Complete the following ->
**A)** Name the key properties of hashing that the sharding article below lists.
**B)** Write the next part of the sharding article below, picking up after its final sentence.

Selection ->
========================================
Sharding

Updated on 21 Mar, 202652 mins read 619 views

As applications grow, so does the volume of data they must handle. A single database can quickly becomes a bottleneck – struggling with storage limits, high query loads, and increasing latency.

At some point, simply upgrading the database server (vertical scaling) is no longer enough. There are physical and cost limits to how much a single machine can handle.

This is where sharding comes into play.

What is Sharding?

Sharding is a technique where a large database is split into smaller, independent databases called shards. Each shard holds a subset of the total data, and together they form the complete dataset.

Instead of one overloaded database, the workload is distributed across multiple machines.

Understanding with an Example

Imaing ewe have a system with users having IDs from 0 to 100, and a single database is no longer able to handle all the traffic.

We divide the database into 3 shards:

DB1 -> user_id 0-30
DB2 -> user_id 31-60
DB3 -> user_id 61-100

Now:

A request with user_id = 66 -> goes to DB3
A request with user_id = 25 -> goes to DB1

This way, each database handles only a portion of the total load.

How Requests Are Routed

To make sharding work, we need a way to decide:

“Which request goes to which shard?”

This is done using a sharding strategy.

Hash-Based Sharding (Using Modulo)

One of the simplest and most commonly used approaches is called hash-based sharding.

We apply a hash function to the user_id, and then use the modulo operator (%) to determine the shard.

Formula:

shard_number = hash(user_id) % N

Where:
N = number of shards

Example

Assume we have 3 shards (DB1, DB2, and DB3):

user_id = 33
hash(33) % 3 = 0 -> DB1

user_id = 78
hash(78) % 3 = 2 -> DB3

So:

Output 0 -> DB1
Output 1 -> DB2
Output 2 -> DB3

This ensures even distribution of data across shards.

Challenges in Sharding

Re-sharding Problem

If you increase shards (say from 3-> 4), the modulo changes:

hash(user_id) % 4

This causes most data to move, which is expensive.

Adding/removing shard -> massive reshuffling

If we add more shards:
old: hash(key) % 3
new: hash(key) % 4

It requires massive migration, when mode operator is changed almost all rows get affected.

The migration is massive if you have billions of record it would take hours in this process.

What Hashing Really Is

Hashing is the process of taking input data of any size or type and transforming it into a fixed-size value using a hash function.

That output is called a hash value, hash code, or digest.

hash("hello") -> 777
hash(4543534) -> 503
hash(true) -> 33

Key Properties:

1 Deterministic

The same input always produces the same output

2 Fixed Output Size

No matter the input size, the output has a constant size (depends on the hash function).

3 Fast Computation

Hash functions are designed to be efficient.

4 Collisions Are Possible

Different inputs can produce the same hash value.
========================================
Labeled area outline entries

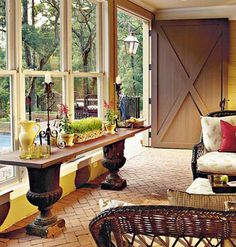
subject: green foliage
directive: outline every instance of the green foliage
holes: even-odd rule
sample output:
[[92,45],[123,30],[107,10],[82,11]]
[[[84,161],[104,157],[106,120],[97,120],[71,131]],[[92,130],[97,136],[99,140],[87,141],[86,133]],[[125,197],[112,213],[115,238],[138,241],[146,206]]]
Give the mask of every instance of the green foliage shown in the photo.
[[[143,21],[122,10],[118,11],[118,74],[121,77],[122,91],[127,96],[143,95]],[[124,39],[134,32],[139,41],[134,55],[134,68],[131,56],[126,54]],[[135,91],[134,91],[135,88]]]
[[59,124],[60,132],[63,134],[73,134],[74,129],[68,118],[63,118]]
[[88,131],[95,131],[102,129],[102,120],[99,118],[91,117],[72,122],[74,133],[83,134]]
[[0,69],[6,69],[6,2],[0,1]]
[[73,70],[96,71],[96,4],[72,0]]

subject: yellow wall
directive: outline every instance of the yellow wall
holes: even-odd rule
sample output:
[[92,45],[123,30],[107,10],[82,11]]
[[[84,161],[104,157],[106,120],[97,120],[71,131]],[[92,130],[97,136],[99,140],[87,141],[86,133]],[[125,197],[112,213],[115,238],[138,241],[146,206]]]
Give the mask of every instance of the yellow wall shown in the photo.
[[236,21],[229,25],[228,108],[236,109]]
[[[90,168],[90,177],[89,181],[95,179],[96,177],[100,176],[106,169],[102,166],[101,162],[94,162],[93,164],[89,164]],[[63,195],[68,195],[69,193],[73,192],[75,188],[75,175],[76,171],[61,177],[60,179],[60,186],[63,188]],[[17,198],[11,200],[10,211],[8,216],[2,226],[0,227],[0,231],[5,230],[6,228],[12,226],[16,222],[32,215],[33,213],[37,212],[37,207],[31,205],[27,199],[26,195],[21,195]]]

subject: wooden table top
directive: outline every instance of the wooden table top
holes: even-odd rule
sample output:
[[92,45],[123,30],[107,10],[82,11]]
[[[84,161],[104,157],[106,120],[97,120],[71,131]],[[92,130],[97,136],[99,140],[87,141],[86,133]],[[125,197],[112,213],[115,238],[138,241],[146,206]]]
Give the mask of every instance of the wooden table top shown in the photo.
[[69,161],[76,158],[76,156],[80,154],[86,153],[96,148],[104,147],[114,142],[132,137],[139,132],[149,129],[150,127],[151,126],[144,126],[137,129],[118,129],[114,135],[103,135],[94,140],[75,144],[73,147],[66,147],[64,149],[52,148],[52,153],[49,158],[30,160],[20,159],[19,151],[14,151],[8,154],[2,154],[0,156],[0,164],[42,169],[58,163]]

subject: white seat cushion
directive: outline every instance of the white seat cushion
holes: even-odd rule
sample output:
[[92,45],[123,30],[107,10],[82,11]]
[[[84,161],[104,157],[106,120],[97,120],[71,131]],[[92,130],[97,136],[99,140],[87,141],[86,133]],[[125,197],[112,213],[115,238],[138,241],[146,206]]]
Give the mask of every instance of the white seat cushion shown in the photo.
[[208,152],[217,151],[221,144],[220,120],[236,125],[236,116],[201,117],[203,143]]
[[236,153],[209,152],[197,160],[198,171],[236,175]]

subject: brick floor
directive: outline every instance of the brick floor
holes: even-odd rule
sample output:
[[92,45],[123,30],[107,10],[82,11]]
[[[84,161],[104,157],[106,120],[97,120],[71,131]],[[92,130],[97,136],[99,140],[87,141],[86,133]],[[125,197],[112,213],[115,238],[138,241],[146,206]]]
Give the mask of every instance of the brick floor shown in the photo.
[[93,186],[77,189],[54,205],[54,213],[66,221],[61,234],[49,239],[27,235],[25,226],[35,214],[9,228],[5,237],[0,238],[0,247],[96,246],[88,224],[99,212],[100,198],[140,204],[152,201],[155,193],[159,195],[155,197],[156,203],[165,203],[168,188],[185,190],[191,183],[190,160],[190,150],[142,148],[120,171],[128,183],[123,191],[101,190],[99,184],[105,176],[100,176],[92,182]]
========================================
Expected results ->
**A)**
1. Deterministic
2. Fixed Output Size
3. Fast Computation
4. Collisions Are Possible

**B)**
Consistent Hashing

To solve the re-sharding problem, systems use consistent hashing.

Instead of directly usinng modulo:

Data is distributed on a hash ring.
Adding/removing a shard affects only a small portion of data.

Consistent hashing is a technique used in distributed systems to distribute data across nodes (servers) in a way that minimizes data movement when nodes are added or removed.

Why Normal Hashing Fails:

In simple hash-based sharding:

shard = hash(key) % N

If the number of servers (N) changes:

Almost all keys get remapped
Causes massive data reshuffling
Leads to downtime or heavy load

This is the biggest limitation.

Core Idea of Consistent Hashing

Instead of mapping keys directly to servers:

Both server (nodes) and keys (data) are mapped onto the same hash space (ring).

Hash Ring

A hash ring is the core data structure used in consistent hashing. It's logical circular space where both servers (nodes) and data (keys) are placed after applying a hash function.

Instead of thinking in a straight line like:

0 → 1 → 2 → 3 → ... → N

We “wrap” this into a circle:

0 → 1 → 2 → ... → N → back to 0

This circular structure is called the hash ring.

How the Hash Ring Works

1 Define the Hash Space

Typically: O to 2^32 - 1 (or any large range)
Then imagine it as a circle

2 Place Servers on the Ring

Each server (DB's server) is hashed to a position through some way like by its IP address.

hash(server's IP) => 1 to 100

Suppose:

hash(DB1's IP) => 1
hash(DB2's IP) => 25
hash(DB3's IP) => 50
hash(DB4's IP) => 75

3 Place Keys on the Ring

Each key is also hashed:

hash(user_1) -> 20
hash(user_2) -> 60
hash(user_3) -> 95

hash(key0) -> 11
hash(key1) -> 41
hash(key2) -> 65
hash(key3) -> 80

4 Key Assignment Rule

A key is assigned to the first server in clockwise direction

server_assignment_keys
Examples:

key0 -> DB2
key1 -> DB3
key2 -> DB4
key3 -> DB1

Adding a New Server

Suppose we add new Database Server DB5.

If we hash it IP and it comes out to be 90.

We place the DB5 at place 90 and rehash to just key3.

adding_a_new_server
All we have to move is just key3, while all others remain unchanged.

Let's introduce DB6, its hash is 35.

adding_a_new_db6_server
Introducing the DB6 does not impact any key's. As there were no keys between DB2 and DB6.

Removing a Server

If any server fails:

Its keys move to next clockwise server.
Again:
- Only a small subset is affected.

removing_a_server_db2
Only key3 is impacted, we just have to migrate it only.

Thus migration is minimized.

Limitations of Consistent Hashing

1 Uneven Distribution

Servers may not be evenly spaced on the ring leads to:

Some servers overloaded
Some underutilized

uneven_distribution_consistent_hashing

The hash function should be good.

Solution: Virtual Nodes (VNodes) (Replicas of Original Nodes)

Virtual nodes are a technique used in consistent hashing to improve data distribution and load balancing across servers.

Virtual nodes are multiple logical representations of a single physical node in a hash ring.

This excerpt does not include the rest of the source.